Object location annotation data:
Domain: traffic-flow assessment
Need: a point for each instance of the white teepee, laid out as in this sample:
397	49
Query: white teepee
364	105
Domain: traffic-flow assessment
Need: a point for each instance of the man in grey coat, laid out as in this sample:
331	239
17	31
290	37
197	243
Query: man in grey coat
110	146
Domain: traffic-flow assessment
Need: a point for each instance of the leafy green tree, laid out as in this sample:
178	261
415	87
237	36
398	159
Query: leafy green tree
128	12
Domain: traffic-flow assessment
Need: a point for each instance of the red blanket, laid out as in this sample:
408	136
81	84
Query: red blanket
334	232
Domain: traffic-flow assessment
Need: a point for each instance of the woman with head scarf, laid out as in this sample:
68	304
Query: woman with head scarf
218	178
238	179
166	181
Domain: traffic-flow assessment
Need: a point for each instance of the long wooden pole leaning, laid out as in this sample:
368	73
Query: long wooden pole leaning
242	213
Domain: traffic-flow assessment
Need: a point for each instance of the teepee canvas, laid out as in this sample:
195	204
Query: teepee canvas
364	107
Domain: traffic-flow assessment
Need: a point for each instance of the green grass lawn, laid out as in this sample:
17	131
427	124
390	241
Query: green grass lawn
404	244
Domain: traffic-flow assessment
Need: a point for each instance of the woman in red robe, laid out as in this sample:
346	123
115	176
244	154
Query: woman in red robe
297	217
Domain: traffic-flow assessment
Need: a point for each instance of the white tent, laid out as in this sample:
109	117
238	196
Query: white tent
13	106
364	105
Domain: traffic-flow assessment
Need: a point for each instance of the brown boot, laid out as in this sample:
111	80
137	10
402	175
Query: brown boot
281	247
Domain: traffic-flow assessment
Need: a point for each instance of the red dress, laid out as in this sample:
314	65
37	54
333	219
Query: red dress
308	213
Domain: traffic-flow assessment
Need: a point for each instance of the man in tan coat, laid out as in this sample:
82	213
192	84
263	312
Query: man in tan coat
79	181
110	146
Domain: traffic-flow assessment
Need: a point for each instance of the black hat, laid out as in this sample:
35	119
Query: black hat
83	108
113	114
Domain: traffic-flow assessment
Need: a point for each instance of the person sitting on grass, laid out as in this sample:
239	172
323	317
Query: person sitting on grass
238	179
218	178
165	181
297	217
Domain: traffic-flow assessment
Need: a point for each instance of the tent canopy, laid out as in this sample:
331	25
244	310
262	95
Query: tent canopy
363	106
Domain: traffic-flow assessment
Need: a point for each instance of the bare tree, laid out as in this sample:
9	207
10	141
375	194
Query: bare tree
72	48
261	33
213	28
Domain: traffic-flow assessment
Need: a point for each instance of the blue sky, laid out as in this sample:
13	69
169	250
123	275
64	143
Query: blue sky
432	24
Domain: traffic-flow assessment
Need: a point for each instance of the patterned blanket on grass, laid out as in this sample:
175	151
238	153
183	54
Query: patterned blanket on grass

Given task: Return all the data exactly as given.

Answer to this problem:
Domain: traffic-flow assessment
Need: a point for each instance of the white teepee, laid out as in this sample:
397	49
Query: white teepee
364	105
Domain: traffic-flow assessment
Need: a point for each instance of the man in grey coat, laid out as in this sample:
331	239
17	31
290	37
197	243
Query: man in grey coat
110	146
Domain: traffic-flow assessment
Need: a point for each instance of the leafy green tree, laid out as in this sample:
178	261
415	87
237	36
398	159
Query: leafy green tree
128	12
Domain: traffic-flow assessment
Need: a point for each instance of the red blanket, laid out as in this sample:
408	136
81	84
Query: red blanket
334	232
Domain: traffic-flow assessment
Need: a point for each instance of the woman with head scarf, laid out as in this sample:
68	304
Query: woman with head scarf
218	178
238	179
166	181
Domain: traffic-flow assessment
Need: a point for each instance of the long wooden pole leaning, laid out as in this sample:
368	73
Query: long wooden pole leaning
242	213
Domain: traffic-flow assessment
Need: a point for each instance of the teepee canvas, laid out as in this sample:
195	204
Query: teepee canvas
364	107
Domain: traffic-flow assessment
Need: a point for each instance of the green grass lawn, laid out as in this sample:
17	131
427	124
390	241
Query: green grass lawn
404	244
Domain: traffic-flow assessment
Need: a point for each instance of the woman in red robe, laid out as in this sample:
346	123
115	176
244	154
Query: woman in red robe
297	217
Domain: traffic-flow assessment
Need: a point for each instance of the white tent, laid out as in this sample:
109	117
238	196
Query: white tent
13	106
364	105
Domain: traffic-flow assessment
Need: a point for each instance of the brown boot, laid out as in this sample:
111	80
137	10
402	175
Query: brown boot
281	247
Domain: traffic-flow assessment
Need: a point for each instance of the red dress, laid out as in this sample:
314	65
37	54
333	219
Query: red dress
308	213
Domain: traffic-flow assessment
Need: a point for each instance of the man in tan coat, laid out as in this sample:
82	213
192	84
263	312
Query: man in tan coat
79	181
110	146
Domain: traffic-flow assessment
Need: a point for each instance of the black hat, laid out as in this sample:
35	119
Query: black hat
83	108
113	114
Domain: traffic-flow assessment
Need: a point for each instance of the person sitting on grass, laid out as in this sample:
239	172
323	317
Query: person sitting on grass
238	179
218	178
165	181
297	217
Domain: traffic-flow assessment
Need: a point for each instance of the tent canopy, laid out as in this sample:
331	25
244	310
262	95
Query: tent canopy
363	106
Domain: traffic-flow assessment
Need: a point for each instance of the bare tree, laid out as in this sample:
9	207
10	141
375	194
Query: bare tree
72	48
261	33
213	28
Domain: traffic-flow assessment
Need: a point for each instance of the blue sky, laid out as in this sample:
13	69
169	250
123	275
64	143
Query: blue sky
432	24
Domain: traffic-flow assessment
Need: a point for each instance of the patterned blanket on grass, laid out as in this sample:
175	151
238	153
183	54
Query: patterned blanket on grass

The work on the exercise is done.